Provided passage
___

Mexican drug cartels that engage in human trafficking are extending their reach into Oklahoma, according the spokesman and educational officer for the Oklahoma Bureau of Narcotics, Mark Woodward.
An estimated 403,000 people are currently being trafficked in the United States, according to Rescue America, a nongovernmental organization. That’s the number of people— many of whom are smuggled into the country– who have been coerced into performing services in the form of sexual exploitation or forced labor.
In Oklahoma, over the past five years since medical marijuana was legalized, criminal pot growers have moved into the state, often employing undocumented individuals from China, according to Woodward.
Typically, poor Chinese immigrants are smuggled into the nation willingly in the hope that they can pay off their debt to cartels or smugglers by laboring on illegal marijuana farms in the state, Woodward said.
“The problem becomes that the debt never ends, and that’s a form of debt bondage,” Woodward said in an interview with Federal Newswire. “That’s a form of human trafficking we do see quite a bit.”
Those who work on illegal marijuana farms live in deplorable conditions, including overcrowded trailers with no plumbing and little food, Woodward said. Victims often get into these situations, including sex trafficking, by choice “but when they want out, they can’t get out,” he said.
“There are just a lot of different types of coercion and fear and fraud that are used to manipulate someone’s activities,” Woodward said, adding that tens of thousands of undocumented people are working on marijuana farms in Oklahoma.

___

Check your understanding
[1] Extract from the article on trafficking in Oklahoma the part that opens with the words containing "Mexican drug cartels" and closes with "according to Woodward.", copying it word for word.
[2] List every organization that the article on trafficking in Oklahoma names by its proper name.

___

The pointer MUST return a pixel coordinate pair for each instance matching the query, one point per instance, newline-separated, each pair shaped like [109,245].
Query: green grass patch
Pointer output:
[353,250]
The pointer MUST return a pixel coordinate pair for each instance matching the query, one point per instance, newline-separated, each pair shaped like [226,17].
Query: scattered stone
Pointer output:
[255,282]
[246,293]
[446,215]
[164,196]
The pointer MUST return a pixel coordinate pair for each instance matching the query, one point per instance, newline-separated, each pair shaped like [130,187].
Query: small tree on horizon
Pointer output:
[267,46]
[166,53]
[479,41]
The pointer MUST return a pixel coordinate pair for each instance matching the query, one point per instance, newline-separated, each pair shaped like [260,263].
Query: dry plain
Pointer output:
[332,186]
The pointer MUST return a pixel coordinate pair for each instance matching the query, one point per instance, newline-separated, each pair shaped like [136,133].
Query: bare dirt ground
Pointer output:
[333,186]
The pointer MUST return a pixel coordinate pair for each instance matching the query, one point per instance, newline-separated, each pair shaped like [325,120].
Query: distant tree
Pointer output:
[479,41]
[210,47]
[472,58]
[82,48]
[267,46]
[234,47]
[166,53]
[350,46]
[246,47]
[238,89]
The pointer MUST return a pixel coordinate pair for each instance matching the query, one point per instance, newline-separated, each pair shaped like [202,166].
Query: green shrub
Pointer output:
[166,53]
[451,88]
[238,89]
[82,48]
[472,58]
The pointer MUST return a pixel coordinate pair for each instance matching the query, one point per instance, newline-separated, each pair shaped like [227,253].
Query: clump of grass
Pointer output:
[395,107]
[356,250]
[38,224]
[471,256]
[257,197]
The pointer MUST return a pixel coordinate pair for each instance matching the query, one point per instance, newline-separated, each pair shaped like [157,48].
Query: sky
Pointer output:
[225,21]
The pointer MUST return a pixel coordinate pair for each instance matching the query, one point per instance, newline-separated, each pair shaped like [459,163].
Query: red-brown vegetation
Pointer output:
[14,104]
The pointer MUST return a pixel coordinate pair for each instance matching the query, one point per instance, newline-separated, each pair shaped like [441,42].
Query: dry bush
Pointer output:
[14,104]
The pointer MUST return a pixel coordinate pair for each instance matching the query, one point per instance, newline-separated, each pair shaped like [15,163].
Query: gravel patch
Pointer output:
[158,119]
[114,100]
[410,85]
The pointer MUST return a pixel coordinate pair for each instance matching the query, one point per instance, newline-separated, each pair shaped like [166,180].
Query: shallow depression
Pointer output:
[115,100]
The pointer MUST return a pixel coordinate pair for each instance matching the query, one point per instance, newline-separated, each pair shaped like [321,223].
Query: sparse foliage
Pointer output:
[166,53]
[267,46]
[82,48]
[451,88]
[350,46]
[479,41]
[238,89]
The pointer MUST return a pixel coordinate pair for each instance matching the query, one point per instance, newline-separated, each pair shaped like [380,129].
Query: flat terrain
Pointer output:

___

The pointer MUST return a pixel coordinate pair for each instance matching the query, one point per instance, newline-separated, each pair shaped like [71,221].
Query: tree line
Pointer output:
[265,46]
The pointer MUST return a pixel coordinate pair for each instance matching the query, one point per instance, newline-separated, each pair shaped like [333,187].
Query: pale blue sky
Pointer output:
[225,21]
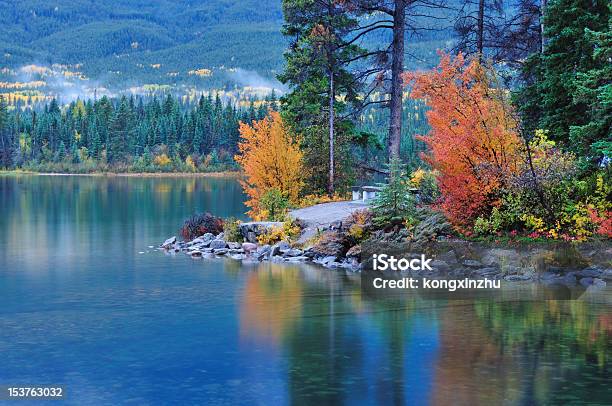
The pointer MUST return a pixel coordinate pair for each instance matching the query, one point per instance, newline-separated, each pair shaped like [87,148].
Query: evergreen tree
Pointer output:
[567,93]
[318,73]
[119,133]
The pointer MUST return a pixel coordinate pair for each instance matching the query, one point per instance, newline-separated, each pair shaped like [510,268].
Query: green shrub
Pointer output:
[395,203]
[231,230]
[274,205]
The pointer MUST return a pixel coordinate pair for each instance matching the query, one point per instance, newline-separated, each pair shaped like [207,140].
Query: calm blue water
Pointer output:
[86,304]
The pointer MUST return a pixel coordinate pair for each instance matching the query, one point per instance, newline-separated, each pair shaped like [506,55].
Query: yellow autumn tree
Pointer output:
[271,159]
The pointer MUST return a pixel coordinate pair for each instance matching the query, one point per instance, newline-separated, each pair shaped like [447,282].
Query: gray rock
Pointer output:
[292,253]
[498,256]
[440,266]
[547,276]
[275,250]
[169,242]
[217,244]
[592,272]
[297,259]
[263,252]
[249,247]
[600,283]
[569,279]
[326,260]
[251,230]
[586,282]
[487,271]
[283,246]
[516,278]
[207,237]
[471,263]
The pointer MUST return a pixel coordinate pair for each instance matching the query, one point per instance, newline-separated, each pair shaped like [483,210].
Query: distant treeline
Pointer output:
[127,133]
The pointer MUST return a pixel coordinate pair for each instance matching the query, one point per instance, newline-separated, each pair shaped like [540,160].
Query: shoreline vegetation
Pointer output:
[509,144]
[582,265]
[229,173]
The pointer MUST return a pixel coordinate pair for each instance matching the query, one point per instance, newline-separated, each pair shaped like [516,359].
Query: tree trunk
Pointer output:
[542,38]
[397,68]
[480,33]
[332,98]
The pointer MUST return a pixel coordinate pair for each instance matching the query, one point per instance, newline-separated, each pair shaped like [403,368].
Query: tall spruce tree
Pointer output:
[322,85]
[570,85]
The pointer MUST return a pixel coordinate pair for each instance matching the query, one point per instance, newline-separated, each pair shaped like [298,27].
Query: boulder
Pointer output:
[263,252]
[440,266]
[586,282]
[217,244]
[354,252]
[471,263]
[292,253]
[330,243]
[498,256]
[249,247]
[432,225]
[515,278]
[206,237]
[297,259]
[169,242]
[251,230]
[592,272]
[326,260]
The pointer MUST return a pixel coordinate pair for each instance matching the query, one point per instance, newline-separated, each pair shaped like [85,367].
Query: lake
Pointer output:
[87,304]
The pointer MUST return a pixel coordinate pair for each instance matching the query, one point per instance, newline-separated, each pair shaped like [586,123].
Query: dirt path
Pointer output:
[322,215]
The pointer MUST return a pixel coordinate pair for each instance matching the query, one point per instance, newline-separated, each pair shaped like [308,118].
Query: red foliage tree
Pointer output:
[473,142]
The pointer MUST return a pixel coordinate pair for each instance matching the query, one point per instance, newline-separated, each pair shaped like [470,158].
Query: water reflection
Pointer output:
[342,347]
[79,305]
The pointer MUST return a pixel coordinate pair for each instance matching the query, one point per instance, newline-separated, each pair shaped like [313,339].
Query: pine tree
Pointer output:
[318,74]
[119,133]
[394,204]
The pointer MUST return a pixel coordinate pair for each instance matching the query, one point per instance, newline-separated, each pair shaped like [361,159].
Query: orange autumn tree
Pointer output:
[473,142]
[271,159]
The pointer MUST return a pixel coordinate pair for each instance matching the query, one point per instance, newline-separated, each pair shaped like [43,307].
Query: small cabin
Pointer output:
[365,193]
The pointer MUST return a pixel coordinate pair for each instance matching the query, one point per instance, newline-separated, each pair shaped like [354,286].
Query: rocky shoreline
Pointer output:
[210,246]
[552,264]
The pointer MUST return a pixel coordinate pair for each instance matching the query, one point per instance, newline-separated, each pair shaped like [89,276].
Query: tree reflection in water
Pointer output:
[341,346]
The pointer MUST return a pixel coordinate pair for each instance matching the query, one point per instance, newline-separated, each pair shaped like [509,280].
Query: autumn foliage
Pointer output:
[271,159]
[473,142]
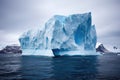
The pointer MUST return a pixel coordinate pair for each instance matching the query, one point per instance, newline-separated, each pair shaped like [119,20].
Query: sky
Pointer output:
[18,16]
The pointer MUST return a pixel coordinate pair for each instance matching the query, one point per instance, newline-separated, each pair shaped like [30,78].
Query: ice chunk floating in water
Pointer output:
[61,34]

___

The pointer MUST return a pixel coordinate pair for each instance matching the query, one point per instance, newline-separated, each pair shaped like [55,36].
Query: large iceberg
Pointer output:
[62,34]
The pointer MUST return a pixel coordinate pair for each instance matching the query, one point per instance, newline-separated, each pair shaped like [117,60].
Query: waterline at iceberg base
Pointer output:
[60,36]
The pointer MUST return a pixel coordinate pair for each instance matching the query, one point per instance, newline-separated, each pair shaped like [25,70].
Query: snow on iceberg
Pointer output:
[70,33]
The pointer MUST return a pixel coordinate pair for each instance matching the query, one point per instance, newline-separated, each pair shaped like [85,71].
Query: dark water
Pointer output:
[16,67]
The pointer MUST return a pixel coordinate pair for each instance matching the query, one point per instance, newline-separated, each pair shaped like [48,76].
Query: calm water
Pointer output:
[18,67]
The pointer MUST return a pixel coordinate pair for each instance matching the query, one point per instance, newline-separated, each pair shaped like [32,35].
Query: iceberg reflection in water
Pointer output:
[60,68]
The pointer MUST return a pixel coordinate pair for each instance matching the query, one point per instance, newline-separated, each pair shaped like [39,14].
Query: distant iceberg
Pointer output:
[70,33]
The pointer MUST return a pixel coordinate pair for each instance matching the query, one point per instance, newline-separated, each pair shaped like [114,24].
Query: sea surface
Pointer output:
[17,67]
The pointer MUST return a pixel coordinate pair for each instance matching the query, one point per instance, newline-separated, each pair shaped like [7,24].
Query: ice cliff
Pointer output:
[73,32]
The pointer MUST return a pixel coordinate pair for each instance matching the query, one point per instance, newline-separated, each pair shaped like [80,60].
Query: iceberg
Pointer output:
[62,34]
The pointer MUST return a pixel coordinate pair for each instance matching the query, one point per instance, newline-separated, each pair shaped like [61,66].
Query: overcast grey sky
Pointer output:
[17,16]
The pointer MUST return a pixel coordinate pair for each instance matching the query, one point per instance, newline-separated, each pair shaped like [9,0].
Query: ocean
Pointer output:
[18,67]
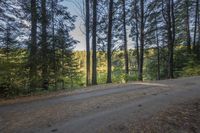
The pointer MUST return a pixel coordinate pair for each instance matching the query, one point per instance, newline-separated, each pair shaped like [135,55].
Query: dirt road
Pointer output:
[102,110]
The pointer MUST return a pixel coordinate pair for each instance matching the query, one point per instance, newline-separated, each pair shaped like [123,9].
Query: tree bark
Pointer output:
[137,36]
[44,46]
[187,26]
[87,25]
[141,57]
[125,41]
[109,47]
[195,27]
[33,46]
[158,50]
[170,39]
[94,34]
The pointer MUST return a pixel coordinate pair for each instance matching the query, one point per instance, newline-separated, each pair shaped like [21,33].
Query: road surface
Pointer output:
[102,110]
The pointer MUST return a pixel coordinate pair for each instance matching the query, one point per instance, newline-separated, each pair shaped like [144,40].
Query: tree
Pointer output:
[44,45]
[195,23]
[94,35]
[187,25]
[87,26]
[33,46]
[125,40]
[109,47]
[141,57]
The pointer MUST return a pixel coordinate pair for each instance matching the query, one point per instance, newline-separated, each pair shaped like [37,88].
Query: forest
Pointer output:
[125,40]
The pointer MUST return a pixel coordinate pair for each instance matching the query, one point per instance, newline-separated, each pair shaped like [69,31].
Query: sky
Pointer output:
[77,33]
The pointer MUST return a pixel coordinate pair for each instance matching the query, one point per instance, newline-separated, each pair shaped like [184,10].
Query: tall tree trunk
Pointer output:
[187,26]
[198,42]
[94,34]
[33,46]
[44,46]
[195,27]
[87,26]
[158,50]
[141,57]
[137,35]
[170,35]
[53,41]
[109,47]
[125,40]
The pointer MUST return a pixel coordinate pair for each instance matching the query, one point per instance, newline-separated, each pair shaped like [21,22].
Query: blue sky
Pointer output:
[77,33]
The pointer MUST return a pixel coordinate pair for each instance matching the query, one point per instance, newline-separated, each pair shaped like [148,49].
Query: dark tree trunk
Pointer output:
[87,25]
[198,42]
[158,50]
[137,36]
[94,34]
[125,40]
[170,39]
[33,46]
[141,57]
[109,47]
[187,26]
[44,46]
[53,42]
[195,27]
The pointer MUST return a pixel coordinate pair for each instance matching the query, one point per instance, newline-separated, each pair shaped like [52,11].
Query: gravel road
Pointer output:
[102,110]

___

Expected outputs
[1]
Mexican drug cartels that engage in human trafficking are extending their reach into Oklahoma, according the spokesman and educational officer for the Oklahoma Bureau of Narcotics, Mark Woodward.
An estimated 403,000 people are currently being trafficked in the United States, according to Rescue America, a nongovernmental organization. That’s the number of people— many of whom are smuggled into the country– who have been coerced into performing services in the form of sexual exploitation or forced labor.
In Oklahoma, over the past five years since medical marijuana was legalized, criminal pot growers have moved into the state, often employing undocumented individuals from China, according to Woodward.

[2]
Oklahoma Bureau of Narcotics
Rescue America
Federal Newswire